TASK DETAILS: If a line of the listing contains the string "right", return that line.
==== DATA SUPPLIED ====
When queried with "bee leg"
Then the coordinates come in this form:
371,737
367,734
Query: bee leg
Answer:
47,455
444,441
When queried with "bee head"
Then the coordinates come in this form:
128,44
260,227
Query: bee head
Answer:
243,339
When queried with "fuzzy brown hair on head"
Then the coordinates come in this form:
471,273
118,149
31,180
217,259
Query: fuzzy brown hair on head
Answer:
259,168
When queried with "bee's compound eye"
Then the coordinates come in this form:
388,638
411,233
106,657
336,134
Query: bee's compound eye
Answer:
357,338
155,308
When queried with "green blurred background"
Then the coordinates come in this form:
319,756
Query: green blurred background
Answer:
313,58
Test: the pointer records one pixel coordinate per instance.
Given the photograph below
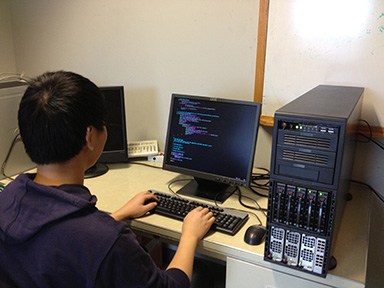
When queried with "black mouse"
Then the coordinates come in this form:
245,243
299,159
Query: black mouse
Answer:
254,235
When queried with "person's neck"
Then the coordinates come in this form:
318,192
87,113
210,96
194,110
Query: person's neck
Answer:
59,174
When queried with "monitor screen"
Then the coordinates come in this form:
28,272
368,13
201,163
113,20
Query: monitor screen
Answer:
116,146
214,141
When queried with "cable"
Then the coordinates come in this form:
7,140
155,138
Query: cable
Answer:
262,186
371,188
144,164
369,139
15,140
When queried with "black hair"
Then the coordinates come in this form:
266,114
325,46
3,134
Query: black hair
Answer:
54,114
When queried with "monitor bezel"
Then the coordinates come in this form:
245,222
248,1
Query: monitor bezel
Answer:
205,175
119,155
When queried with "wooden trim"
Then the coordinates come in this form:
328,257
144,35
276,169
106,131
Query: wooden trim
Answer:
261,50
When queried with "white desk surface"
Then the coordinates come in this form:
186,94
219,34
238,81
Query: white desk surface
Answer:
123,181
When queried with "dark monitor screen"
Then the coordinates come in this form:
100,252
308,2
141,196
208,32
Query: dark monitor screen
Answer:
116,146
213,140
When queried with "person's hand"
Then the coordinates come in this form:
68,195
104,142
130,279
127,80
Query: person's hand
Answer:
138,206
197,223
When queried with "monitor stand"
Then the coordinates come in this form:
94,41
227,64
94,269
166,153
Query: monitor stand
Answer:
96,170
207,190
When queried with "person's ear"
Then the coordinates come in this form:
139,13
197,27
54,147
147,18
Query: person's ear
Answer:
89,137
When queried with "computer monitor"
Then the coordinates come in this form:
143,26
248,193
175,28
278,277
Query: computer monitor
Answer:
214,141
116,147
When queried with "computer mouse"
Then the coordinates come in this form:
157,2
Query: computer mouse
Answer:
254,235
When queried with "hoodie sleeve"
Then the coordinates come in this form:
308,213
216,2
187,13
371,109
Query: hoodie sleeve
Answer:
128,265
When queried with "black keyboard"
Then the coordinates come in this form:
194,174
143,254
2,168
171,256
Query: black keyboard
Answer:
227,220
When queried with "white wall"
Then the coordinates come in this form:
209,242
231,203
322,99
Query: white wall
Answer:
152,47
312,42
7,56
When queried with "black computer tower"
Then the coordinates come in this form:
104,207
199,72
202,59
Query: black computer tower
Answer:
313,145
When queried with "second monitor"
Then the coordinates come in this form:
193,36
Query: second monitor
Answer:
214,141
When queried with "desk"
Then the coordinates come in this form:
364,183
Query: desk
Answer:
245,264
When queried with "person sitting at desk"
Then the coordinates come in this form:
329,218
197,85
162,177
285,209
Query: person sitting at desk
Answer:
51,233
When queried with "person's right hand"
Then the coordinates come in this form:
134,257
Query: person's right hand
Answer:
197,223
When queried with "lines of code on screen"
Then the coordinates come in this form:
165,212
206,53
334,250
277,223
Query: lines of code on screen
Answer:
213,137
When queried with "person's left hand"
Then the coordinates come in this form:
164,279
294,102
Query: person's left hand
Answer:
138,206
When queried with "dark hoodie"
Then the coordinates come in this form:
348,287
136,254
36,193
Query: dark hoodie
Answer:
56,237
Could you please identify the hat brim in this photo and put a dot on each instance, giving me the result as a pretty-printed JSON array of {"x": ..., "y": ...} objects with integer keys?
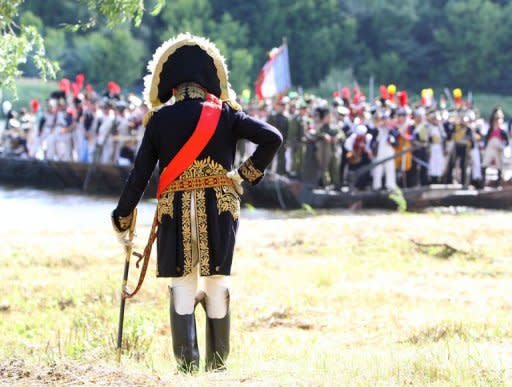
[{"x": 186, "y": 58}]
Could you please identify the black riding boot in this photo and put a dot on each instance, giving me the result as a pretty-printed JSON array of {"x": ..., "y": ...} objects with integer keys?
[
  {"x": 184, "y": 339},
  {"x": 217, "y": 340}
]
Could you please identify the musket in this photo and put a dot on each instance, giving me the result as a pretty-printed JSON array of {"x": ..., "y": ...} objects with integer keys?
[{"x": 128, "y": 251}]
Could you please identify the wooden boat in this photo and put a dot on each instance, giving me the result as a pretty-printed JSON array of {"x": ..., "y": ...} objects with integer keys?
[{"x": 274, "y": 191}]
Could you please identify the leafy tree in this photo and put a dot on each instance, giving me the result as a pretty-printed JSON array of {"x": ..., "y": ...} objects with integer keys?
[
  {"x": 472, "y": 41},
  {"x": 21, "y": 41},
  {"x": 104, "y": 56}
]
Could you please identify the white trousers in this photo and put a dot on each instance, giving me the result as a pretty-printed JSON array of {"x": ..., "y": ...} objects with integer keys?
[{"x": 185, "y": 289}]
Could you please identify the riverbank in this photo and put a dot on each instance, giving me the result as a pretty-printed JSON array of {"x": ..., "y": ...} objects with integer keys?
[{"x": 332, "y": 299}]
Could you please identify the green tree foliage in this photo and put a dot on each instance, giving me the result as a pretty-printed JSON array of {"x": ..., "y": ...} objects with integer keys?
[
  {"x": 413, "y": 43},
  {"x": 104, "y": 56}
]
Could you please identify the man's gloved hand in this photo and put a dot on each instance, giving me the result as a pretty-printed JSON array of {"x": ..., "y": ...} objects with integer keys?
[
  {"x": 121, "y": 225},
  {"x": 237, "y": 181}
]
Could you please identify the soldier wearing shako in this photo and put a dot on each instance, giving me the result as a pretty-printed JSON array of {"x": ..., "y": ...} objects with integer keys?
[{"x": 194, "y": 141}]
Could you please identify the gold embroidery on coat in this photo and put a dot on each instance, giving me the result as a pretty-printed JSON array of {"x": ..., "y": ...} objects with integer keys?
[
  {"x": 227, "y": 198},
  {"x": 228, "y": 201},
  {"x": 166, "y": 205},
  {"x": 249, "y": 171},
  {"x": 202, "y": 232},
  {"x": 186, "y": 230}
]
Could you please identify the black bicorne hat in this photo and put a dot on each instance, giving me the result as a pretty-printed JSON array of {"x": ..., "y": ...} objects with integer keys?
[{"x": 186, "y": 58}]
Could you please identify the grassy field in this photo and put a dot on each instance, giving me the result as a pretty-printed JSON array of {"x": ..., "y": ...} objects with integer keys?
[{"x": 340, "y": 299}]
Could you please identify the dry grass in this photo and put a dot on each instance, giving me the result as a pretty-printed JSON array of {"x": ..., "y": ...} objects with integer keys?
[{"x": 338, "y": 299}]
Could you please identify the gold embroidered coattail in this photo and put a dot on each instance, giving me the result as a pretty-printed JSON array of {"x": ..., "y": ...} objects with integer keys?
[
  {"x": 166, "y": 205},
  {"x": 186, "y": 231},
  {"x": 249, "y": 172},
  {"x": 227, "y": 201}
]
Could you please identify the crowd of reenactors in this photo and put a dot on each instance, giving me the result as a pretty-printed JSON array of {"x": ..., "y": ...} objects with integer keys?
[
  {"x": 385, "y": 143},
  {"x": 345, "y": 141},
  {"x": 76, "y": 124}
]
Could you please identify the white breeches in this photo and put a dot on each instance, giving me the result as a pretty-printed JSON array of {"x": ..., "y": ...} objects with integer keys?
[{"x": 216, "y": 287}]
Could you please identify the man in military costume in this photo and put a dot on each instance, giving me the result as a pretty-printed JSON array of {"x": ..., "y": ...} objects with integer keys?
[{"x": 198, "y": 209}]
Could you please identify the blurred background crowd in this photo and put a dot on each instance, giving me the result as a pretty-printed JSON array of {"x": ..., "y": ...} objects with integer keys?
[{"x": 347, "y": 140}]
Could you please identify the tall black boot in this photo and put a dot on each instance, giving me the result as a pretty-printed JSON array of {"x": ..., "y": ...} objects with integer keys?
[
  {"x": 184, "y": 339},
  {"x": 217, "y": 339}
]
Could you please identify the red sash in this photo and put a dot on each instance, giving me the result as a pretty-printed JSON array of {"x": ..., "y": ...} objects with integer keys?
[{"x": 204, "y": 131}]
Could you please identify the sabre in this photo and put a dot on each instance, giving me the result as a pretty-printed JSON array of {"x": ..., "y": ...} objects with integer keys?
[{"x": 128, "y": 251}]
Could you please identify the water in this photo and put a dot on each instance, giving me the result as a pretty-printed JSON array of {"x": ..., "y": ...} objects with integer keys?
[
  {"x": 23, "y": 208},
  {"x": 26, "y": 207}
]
====
==== DATA SUPPLIED ====
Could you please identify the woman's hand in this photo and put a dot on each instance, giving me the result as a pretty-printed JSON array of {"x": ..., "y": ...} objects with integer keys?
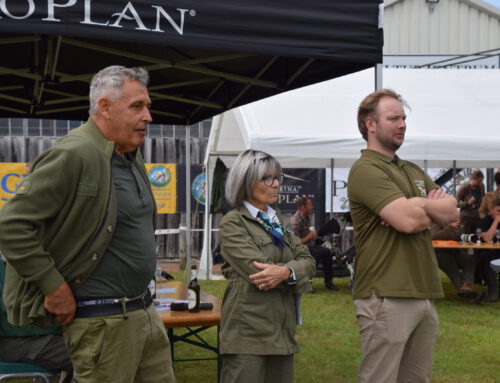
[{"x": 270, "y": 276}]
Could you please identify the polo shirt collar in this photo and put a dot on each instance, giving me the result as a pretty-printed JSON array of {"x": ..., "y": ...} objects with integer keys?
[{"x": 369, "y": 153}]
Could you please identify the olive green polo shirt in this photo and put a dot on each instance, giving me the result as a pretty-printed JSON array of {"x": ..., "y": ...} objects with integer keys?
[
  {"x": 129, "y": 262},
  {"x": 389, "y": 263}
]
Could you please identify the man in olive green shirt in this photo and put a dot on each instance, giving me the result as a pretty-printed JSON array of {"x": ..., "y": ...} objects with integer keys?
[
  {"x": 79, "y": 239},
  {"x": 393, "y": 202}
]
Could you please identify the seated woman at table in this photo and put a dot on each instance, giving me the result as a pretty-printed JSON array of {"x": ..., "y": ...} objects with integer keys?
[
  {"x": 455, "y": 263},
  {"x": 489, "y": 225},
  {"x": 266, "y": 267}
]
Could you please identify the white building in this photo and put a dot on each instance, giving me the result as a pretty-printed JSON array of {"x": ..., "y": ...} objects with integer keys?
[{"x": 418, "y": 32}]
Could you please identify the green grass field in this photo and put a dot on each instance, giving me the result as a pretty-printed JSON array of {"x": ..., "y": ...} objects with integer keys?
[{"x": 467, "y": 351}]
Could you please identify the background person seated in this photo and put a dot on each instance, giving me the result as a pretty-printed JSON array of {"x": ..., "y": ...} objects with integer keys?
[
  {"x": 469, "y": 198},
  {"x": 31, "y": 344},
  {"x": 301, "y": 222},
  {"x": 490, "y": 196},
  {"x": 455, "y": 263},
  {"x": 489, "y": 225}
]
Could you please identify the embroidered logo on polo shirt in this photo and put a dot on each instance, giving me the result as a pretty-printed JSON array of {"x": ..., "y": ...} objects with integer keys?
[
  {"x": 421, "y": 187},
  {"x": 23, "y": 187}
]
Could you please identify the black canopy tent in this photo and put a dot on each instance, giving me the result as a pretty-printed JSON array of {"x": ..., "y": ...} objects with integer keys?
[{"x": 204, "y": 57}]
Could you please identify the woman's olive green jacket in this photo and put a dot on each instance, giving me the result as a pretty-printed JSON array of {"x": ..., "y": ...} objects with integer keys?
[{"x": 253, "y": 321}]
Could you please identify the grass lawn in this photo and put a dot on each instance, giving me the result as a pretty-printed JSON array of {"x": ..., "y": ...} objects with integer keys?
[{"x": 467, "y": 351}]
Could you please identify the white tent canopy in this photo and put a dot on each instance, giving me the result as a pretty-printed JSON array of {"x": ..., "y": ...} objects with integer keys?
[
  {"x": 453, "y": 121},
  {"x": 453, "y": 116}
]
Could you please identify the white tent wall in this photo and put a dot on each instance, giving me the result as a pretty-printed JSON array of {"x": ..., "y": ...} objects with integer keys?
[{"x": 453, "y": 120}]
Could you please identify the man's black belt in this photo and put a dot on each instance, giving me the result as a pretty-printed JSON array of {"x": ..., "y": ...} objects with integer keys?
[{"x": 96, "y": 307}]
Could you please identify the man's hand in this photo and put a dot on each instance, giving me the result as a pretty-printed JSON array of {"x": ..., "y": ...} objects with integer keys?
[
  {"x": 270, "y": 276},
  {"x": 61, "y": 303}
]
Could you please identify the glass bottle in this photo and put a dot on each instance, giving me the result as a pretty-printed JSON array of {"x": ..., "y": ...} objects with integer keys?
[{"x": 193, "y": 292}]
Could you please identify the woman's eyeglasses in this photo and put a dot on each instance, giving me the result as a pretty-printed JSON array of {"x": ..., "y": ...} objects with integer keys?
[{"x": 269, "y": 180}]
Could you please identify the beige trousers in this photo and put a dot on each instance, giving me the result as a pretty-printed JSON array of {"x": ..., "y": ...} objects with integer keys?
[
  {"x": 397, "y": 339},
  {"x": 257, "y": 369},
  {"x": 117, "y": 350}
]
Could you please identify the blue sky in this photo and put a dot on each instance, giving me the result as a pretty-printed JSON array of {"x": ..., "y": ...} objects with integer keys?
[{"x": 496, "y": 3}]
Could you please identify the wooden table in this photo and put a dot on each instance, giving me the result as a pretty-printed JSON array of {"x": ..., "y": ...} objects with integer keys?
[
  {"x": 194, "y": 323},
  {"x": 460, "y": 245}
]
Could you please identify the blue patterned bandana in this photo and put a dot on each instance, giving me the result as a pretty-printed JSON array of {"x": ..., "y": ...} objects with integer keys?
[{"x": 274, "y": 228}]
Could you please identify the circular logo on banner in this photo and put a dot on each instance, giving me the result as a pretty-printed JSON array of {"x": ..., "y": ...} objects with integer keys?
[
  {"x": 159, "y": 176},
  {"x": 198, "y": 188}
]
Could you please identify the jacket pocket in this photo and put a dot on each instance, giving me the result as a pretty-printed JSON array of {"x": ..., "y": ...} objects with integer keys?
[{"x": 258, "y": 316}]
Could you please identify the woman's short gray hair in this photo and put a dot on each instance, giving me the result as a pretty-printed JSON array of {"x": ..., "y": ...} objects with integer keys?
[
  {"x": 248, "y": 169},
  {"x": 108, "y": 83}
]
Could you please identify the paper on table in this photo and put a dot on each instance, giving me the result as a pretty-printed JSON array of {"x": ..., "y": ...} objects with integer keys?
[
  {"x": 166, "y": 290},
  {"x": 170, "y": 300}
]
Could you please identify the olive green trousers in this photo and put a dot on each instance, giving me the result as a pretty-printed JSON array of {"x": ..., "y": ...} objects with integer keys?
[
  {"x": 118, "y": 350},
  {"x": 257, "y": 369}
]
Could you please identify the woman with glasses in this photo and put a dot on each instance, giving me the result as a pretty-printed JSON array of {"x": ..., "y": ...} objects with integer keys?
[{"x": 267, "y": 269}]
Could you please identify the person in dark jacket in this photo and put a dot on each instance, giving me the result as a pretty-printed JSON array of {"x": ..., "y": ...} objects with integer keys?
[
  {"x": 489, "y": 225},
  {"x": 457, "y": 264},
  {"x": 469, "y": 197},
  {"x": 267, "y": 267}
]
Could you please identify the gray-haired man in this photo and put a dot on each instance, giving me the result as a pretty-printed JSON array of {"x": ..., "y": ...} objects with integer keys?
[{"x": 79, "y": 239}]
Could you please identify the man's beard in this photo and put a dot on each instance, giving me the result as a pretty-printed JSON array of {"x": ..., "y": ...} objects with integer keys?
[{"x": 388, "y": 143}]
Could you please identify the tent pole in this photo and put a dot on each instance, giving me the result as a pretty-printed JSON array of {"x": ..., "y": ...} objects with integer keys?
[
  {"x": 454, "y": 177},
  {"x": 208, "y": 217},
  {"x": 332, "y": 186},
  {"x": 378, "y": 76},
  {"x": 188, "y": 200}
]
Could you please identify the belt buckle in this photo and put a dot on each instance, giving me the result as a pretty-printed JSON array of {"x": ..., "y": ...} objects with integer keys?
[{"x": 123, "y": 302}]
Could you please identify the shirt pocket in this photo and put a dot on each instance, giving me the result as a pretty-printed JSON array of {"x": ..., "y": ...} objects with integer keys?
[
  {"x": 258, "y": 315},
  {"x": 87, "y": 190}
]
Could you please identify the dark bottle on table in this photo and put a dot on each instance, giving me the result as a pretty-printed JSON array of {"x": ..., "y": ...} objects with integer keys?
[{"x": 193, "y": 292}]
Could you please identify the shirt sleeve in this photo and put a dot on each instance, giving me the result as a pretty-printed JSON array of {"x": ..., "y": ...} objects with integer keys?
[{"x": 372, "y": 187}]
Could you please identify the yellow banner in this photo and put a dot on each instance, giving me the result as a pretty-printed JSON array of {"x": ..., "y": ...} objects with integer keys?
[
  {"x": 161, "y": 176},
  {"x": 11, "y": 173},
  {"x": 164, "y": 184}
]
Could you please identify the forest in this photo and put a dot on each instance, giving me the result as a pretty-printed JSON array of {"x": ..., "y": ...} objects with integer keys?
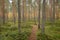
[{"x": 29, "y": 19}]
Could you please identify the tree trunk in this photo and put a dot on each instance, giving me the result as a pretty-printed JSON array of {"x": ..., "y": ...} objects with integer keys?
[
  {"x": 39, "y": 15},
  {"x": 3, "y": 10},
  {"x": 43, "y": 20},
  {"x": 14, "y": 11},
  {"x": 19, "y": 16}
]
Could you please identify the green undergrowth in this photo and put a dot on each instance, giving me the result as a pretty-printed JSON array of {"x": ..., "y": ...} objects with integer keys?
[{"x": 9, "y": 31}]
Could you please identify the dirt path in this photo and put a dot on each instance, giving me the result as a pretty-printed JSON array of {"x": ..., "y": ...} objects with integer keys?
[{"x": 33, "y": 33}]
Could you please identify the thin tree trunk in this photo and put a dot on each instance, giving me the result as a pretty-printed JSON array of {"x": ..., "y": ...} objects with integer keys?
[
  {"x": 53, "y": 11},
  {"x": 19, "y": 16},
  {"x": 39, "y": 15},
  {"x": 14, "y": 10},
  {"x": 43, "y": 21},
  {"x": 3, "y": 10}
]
====
TASK OUTPUT:
When queried with "person's right hand"
Query: person's right hand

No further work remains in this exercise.